WHAT THIS TASK INVOLVES: Convert only the rows below into a numbered list with blank lines omitted, beginning at the line that contains "Mark a point on each instance of the white" and stopping after the line that contains "x=209, y=208".

RECORDS SUPPLIED:
— begin —
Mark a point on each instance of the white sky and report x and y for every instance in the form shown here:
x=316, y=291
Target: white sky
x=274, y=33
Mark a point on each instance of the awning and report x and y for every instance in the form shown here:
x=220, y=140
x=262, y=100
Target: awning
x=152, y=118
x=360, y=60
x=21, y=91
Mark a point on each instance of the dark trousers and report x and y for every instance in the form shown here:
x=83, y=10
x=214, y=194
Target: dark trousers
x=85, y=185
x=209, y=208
— end —
— begin —
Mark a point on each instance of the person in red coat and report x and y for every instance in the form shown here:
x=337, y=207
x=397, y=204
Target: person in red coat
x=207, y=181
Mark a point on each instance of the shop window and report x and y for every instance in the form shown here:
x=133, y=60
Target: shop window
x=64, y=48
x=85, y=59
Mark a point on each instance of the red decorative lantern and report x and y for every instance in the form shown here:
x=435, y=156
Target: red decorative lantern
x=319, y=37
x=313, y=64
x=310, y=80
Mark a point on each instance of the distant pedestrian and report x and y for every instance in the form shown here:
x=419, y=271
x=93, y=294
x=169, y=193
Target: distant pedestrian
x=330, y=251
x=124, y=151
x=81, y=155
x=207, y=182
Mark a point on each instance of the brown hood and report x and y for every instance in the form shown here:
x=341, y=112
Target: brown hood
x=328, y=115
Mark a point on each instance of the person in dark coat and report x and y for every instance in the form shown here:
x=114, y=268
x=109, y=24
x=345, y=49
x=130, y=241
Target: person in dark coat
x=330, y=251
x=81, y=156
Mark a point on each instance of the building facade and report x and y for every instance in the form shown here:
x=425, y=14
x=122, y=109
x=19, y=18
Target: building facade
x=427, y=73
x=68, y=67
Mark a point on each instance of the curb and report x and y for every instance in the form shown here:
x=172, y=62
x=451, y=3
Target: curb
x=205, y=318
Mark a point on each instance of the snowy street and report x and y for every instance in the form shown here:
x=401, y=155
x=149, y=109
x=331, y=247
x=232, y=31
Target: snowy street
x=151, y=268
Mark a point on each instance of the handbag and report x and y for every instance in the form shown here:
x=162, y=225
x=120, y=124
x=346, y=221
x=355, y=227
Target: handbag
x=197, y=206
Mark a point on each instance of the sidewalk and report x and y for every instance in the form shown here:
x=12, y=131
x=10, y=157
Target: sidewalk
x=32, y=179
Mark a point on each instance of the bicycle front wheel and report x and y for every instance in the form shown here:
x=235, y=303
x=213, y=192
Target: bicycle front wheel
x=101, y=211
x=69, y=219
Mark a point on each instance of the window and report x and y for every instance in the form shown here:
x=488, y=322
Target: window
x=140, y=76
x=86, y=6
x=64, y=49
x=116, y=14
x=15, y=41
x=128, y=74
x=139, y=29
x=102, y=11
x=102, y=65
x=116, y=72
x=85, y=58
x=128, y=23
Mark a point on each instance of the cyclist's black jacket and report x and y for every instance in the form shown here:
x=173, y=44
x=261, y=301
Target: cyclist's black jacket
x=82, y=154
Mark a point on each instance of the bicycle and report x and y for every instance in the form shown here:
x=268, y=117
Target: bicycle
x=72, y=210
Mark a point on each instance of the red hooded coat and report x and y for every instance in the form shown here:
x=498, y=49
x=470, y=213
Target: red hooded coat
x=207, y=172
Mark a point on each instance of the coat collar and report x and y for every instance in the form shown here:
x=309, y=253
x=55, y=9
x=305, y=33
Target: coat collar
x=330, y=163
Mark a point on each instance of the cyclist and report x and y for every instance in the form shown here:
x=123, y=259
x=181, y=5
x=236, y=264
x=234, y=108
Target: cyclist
— end —
THE SOLUTION:
1. Mark a point on each instance of the white sky and report x and y for every instance in the form shown here:
2. x=316, y=291
3. Target: white sky
4. x=274, y=33
5. Mark a point on each instance of the awning and report x and y for every instance in the form shown here:
6. x=220, y=140
7. x=262, y=100
8. Target: awning
9. x=152, y=118
10. x=360, y=60
11. x=21, y=91
12. Mark a point on each instance of the dark trousers and report x and y for every instance in the form shown here:
13. x=83, y=10
14. x=214, y=194
15. Target: dark trousers
16. x=85, y=185
17. x=209, y=208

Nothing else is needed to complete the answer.